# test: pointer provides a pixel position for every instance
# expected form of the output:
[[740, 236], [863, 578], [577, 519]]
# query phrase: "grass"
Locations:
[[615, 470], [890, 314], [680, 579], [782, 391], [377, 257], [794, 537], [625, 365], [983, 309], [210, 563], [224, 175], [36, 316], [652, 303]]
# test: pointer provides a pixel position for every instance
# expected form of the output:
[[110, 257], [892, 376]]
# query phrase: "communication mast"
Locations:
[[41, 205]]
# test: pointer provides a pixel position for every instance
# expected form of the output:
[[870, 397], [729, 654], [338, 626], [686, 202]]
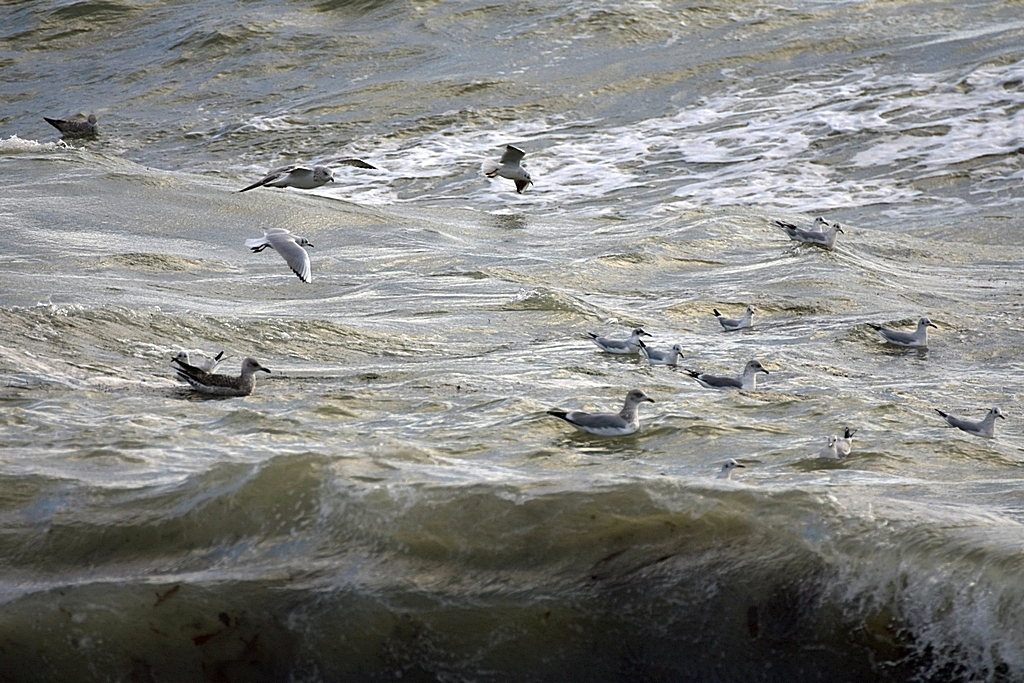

________________________________________

EXERCISE: Word for word, reproduce the listing above; no image should be carried over.

SOLUTION TO THIS PROBLEM:
# test: pointer provides a pixel position for every instance
# expected form of the output:
[[740, 236], [863, 578], [577, 519]]
# query phrase: "grass"
Locations:
[[615, 470], [890, 314], [680, 579], [782, 391], [377, 257], [794, 537], [625, 365], [983, 309], [210, 563], [224, 175], [36, 316], [652, 303]]
# test: pointer provides a pixel position for every instance
# expected form of the output:
[[110, 257], [892, 376]]
# query phrase: "communication mast"
Locations:
[[41, 205]]
# test: pointer provides a pixel position for every instance
# expected form of the output:
[[870, 397], [729, 654], [338, 626], [686, 202]]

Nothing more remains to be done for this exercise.